Directions for this task
Please decide whether each of the following statements agrees with the forum thread on power supply capacitors, answering yes or no and quoting the thread's deciding words. 1. The first poster needs two 10,000uF capacitors rated at 63V. 2. One reply says a lower ripple current rating is better. 3. The Nichicon KG capacitors cost $7.

Text provided

____________________

# "Audio Grade" vs  "General Purpose" Capacitors for POWER SUPPLY



## TheLaw

Hi,

I'm building an LM3886 amp and for the power supply section, I need 2 10,000uF caps @ 63V. Snap in configuration is preferred. 

For the main bulk capacitors on an amp's power supply, would it make any noticeable difference if I used cheaper $7 Nippon-Chemi-Con KMH capacitors vs using. $18 Nichicon KG "Audio grade" capacitors. In the signal path, and throughout the rest of the amp, I plan on using "audio grade" capacitors, but for the power supply, how much sonic difference would it make if I used general purpose caps?

Would I be defeating the whole point of using audio grade capacitors throughout the amp if I used standard grade caps on the power supply? Or not?

Thanks.


----------



## Avro_Arrow

I would not use "Audio Grade" caps in the power supply.
  Power supply cap serve a different purpose.
  One of the main specs to look at for power supply caps
  is their "ripple current" spec. Caps meant for "power supply
  use" are built differently from "general purpose caps" just
  as "audio grade caps" are built differently from "general
  purpose caps".
   
  Hope that helps...


----------



## TheLaw

Yep I understand you perfectly. I didn't even bother to look at ripple current ratings on the KGs. I bet they would be much lower even than your general purpose cap...

But perhaps not.

THanks.


----------



## Avro_Arrow

For "ripple current", the higher, the better.
  It's a measure of how much current the cap can
  supply to suppress power supply noise.
  You will often see lower ESR along with higher
  ripple current specs.


----------



## TheLaw

I meant the KGs ripple would be lower than even standard grade since they are supposed to be for audio and not power supply. Sorry for my crappy wording.


----------



## tomb

Quote: 





thelaw said:


> I meant the KGs ripple would be lower than even standard grade since they are supposed to be for audio and not power supply. Sorry for my crappy wording.


 

 Sorry, but that's usually wrong.  Audio-grade caps are often much worse in ripple than standard grade.  That's the whole point: audio-grade may sound good, but their specs suck.


----------



## TheLaw

Wow. Can I not properly write anymore? That's what I meant. The Nichicon KG Audio caps would have lower/worse ripple than other similar non-audio caps.


----------



## cobaltmute

Quote: 





thelaw said:


> Wow. Can I not properly write anymore? That's what I meant. The Nichicon KG Audio caps would have lower/worse ripple than other similar non-audio caps.


 

 One should not assume anything.
   
  Check the datasheets and you will learn something as I did.


----------



## TheLaw

=O ?


----------



## cobaltmute

Read datasheets for ripple current at your required voltage and capacitance of a few caps.
   
  I'm not going to hand you the answer.


----------



## Avro_Arrow

Check this monster out...it can do about 20 amps...


----------



## tomb

Quote: 





thelaw said:


> Wow. Can I not properly write anymore? That's what I meant. The Nichicon KG Audio caps would have lower/worse ripple than other similar non-audio caps.


 

 No, you were right on that one.  I was thinking worse is less ripple protection, but the rating is actually higher on the better cap.  My mistake.
   
  I think cobaltmute is trying to point out that there are exceptions, that's all.  Ultimately, it depends on the power supply and amp design.  If your amp design/power supply has an inherently high psrr, then standard or "power-grade" caps are what you want - because, as you pointed out - the ripple rating is much higher on those caps.  On the other hand, if you're dealing with a run-of-the-mill power supply and amp design (not optimized for psrr), then you may still be better off with audio-grade caps.  This is because the audio quality will filter all the way through the amp into the sound output - non-audio-grade caps, bad sound - even if they're in the power supply.  Most of the stuff around here is inherently high in psrr.  Where you see audio caps making a difference in the power supply is in commercial hi-fi components - CD players, receivers, tuners, etc.  There you may have noticeable improvements in sound quality by bypassing power electrolytics with some audio-grade film caps, for instance, etc., etc.


----------



## akgfan

Please don't spent too much money for audio grade parts for lm3886 amp. It's no use. Just audio caps in signal cap. That amp is maybe "cool", but it's nowhere near as good discrete amp (bipolar/mosfet). Choose wisely.


----------

____________________

Dataset excerpts
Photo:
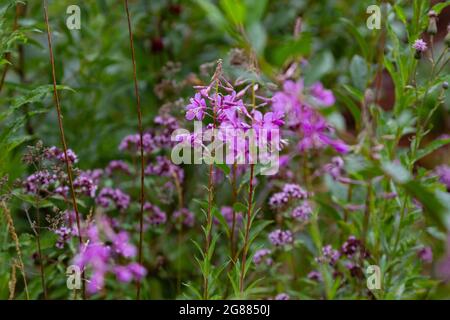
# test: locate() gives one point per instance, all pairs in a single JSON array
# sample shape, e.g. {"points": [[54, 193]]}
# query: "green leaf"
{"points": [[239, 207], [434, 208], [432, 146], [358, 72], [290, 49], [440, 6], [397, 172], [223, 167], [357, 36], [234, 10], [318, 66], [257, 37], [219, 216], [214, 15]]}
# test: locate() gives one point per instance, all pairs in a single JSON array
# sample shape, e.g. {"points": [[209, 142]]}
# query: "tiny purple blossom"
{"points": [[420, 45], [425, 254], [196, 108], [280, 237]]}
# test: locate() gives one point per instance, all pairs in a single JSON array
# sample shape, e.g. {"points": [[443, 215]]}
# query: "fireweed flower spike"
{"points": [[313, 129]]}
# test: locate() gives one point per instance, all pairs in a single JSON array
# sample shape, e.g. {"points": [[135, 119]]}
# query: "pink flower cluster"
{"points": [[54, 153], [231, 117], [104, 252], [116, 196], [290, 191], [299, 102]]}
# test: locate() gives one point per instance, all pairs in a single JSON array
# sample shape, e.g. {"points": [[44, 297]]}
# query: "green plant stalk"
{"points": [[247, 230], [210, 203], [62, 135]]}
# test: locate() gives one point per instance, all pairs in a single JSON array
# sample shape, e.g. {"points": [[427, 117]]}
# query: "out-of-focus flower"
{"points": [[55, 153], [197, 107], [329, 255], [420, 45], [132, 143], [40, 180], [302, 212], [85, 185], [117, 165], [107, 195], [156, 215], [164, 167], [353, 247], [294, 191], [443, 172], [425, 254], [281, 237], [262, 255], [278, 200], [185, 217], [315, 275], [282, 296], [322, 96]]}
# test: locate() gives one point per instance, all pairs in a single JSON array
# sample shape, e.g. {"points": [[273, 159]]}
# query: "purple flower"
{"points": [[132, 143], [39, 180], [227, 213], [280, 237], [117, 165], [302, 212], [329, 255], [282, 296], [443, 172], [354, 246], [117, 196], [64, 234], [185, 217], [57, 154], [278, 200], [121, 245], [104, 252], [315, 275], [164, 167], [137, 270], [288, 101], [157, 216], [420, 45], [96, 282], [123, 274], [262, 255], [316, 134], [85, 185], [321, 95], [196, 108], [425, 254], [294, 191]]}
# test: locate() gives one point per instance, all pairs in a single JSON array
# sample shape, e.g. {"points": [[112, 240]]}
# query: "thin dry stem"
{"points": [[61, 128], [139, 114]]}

____________________

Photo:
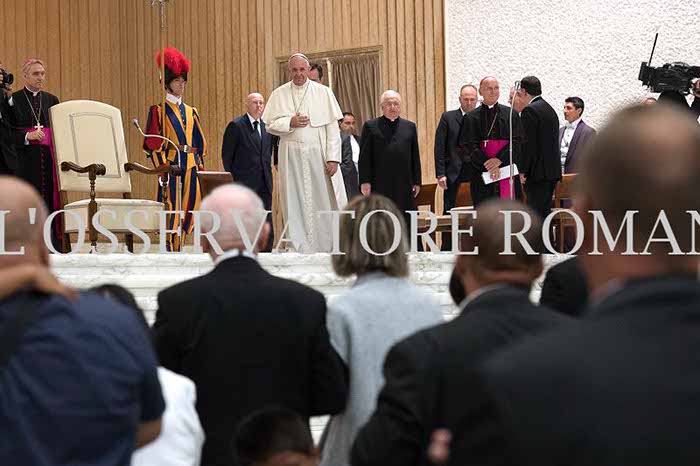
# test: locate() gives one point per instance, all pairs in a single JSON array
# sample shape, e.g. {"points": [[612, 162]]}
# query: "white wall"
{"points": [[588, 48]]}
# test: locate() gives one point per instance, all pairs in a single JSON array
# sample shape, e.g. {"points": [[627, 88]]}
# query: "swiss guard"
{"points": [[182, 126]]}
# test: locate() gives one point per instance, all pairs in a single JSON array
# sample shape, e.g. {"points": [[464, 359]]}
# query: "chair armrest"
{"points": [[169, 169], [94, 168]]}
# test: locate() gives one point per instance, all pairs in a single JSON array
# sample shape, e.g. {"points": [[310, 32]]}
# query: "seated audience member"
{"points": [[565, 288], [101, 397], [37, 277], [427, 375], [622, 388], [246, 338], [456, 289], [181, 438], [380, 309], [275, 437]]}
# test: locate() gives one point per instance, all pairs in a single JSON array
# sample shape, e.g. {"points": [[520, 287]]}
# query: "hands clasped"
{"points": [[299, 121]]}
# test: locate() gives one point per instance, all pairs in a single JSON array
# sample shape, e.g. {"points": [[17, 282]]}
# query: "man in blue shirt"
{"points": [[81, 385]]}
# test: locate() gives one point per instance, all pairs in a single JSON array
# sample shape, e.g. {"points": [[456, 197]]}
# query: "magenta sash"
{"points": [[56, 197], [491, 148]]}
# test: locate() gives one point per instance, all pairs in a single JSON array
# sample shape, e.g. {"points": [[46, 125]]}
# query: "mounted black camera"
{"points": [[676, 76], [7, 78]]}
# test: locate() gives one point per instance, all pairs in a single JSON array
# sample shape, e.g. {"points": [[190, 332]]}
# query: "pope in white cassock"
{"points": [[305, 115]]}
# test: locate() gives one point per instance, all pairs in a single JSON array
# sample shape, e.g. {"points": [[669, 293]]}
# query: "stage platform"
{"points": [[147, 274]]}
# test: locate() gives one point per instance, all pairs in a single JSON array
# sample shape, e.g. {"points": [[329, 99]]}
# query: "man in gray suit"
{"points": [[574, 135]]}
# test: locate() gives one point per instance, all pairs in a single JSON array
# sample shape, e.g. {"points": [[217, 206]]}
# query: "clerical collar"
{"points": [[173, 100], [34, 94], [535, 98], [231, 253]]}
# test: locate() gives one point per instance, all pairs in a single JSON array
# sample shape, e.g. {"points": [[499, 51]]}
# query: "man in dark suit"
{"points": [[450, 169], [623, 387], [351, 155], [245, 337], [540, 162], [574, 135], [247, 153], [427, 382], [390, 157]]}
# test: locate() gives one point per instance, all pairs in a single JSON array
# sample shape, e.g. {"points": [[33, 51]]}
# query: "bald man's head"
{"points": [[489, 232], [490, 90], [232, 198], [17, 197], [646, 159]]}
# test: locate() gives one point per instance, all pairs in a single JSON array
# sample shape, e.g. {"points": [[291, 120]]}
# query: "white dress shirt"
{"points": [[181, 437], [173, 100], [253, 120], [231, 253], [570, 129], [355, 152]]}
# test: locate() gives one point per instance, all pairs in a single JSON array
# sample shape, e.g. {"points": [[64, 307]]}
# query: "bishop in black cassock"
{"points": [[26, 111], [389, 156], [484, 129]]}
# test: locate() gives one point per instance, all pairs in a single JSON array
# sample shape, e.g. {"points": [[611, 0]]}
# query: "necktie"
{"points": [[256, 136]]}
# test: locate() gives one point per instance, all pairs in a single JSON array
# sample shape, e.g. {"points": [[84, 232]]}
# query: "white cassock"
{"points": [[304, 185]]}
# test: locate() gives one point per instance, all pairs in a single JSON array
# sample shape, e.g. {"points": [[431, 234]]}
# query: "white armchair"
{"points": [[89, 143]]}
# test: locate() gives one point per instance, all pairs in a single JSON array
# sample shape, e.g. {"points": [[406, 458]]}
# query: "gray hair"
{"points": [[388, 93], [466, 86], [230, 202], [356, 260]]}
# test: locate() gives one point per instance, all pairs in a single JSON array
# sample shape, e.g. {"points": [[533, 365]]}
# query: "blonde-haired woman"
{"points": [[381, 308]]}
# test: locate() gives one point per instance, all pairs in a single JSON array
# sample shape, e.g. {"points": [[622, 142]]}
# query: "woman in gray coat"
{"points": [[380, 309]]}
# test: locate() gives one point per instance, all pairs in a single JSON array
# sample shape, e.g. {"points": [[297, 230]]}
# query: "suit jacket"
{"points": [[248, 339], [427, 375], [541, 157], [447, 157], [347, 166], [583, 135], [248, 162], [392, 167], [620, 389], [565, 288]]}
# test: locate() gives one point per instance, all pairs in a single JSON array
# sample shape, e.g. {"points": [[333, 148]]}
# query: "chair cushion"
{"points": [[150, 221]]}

____________________

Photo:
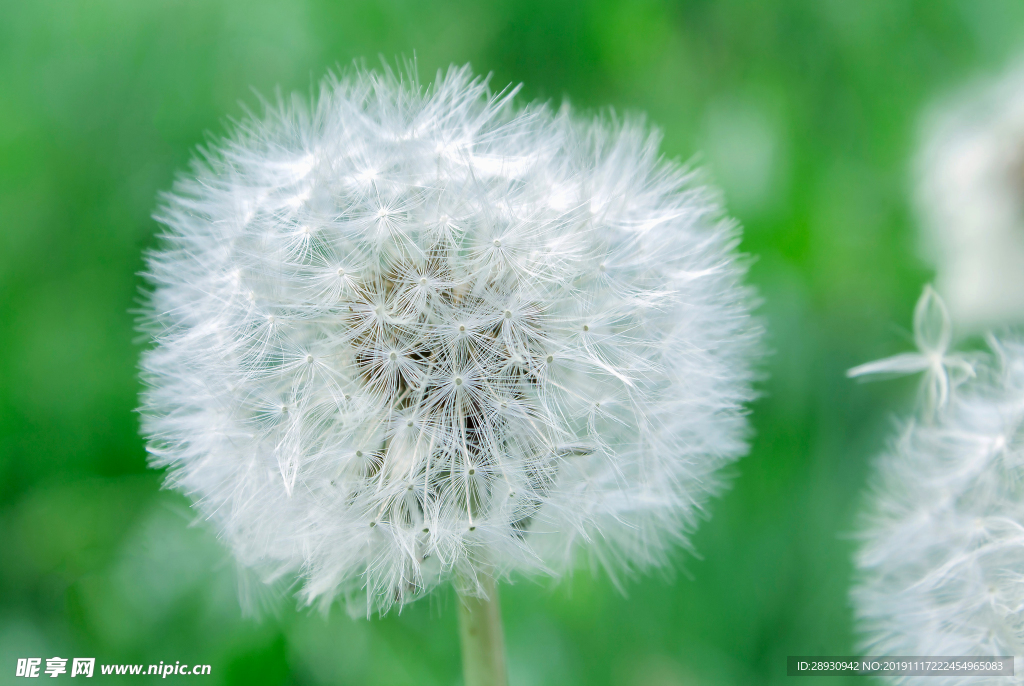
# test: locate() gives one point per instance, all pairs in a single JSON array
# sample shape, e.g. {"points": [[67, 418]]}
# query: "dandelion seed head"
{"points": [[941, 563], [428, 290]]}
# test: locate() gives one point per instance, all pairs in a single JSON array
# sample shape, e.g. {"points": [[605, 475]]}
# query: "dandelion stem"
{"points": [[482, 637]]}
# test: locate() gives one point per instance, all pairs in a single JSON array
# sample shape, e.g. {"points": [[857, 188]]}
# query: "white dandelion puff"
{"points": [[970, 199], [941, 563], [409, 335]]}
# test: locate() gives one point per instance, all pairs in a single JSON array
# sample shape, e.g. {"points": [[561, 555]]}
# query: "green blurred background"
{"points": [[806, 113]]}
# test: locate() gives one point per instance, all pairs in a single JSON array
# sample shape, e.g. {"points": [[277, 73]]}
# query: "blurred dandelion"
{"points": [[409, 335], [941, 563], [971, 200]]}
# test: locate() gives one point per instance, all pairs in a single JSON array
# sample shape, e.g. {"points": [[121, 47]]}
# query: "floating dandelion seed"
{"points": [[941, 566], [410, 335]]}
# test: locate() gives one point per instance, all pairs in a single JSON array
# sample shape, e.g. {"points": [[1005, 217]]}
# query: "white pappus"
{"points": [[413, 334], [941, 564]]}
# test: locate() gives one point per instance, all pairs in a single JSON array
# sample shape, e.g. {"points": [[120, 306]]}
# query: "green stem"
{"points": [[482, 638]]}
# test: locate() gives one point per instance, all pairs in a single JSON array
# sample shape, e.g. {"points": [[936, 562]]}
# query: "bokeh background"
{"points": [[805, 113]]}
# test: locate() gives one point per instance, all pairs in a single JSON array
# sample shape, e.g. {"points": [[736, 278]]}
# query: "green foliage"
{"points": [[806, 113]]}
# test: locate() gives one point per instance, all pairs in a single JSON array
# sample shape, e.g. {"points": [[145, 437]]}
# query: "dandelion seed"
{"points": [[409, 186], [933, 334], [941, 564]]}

____________________

The output
1. Yes: "I need 2 10,000uF caps @ 63V"
2. No: "For "ripple current", the higher, the better."
3. No: "$18 Nichicon KG "Audio grade" capacitors"